:: Provided passage ::
---

- Born: Helen Katharine Bond 1968 (age 57–58)
- Spouse: Keith Raffan

Academic background
- Alma mater: University of St Andrews; University of Tübingen; Durham University;
- Thesis: Pontius Pilate in History and Interpretation (1994)
- Doctoral advisor: James Dunn

Academic work
- Discipline: Biblical studies
- Sub-discipline: New Testament studies
- School or tradition: Presbyterianism
- Institutions: University of Edinburgh

= Helen Bond =

British biblical scholar

Helen Katharine Bond (born 1968) is a British Professor of Christian Origins and New Testament. She has written many books related to Pontius Pilate, Jesus and Judaism.

==Biography==
Bond was born in 1968 and raised in the North East of England. She attended Durham High School. She read biblical studies at the Durham University, University of Tübingen, and the University of St Andrews. At Durham, she completed her PhD on Pontius Pilate under the supervision of James Dunn.

---

Pointing and labeling entries:
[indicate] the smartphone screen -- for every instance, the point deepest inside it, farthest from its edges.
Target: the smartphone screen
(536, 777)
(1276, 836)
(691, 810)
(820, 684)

---

:: Exercises ::
1. Name each university listed as Helen Bond's alma mater in the biography of Helen Bond.
2. Reproduce the biography of Helen Bond from "Helen Katharine Bond (born" to "Jesus and Judaism.".

:: Results of the exercise ::
1. University of St Andrews, University of Tübingen, Durham University

2.
Helen Katharine Bond (born 1968) is a British Professor of Christian Origins and New Testament. She has written many books related to Pontius Pilate, Jesus and Judaism.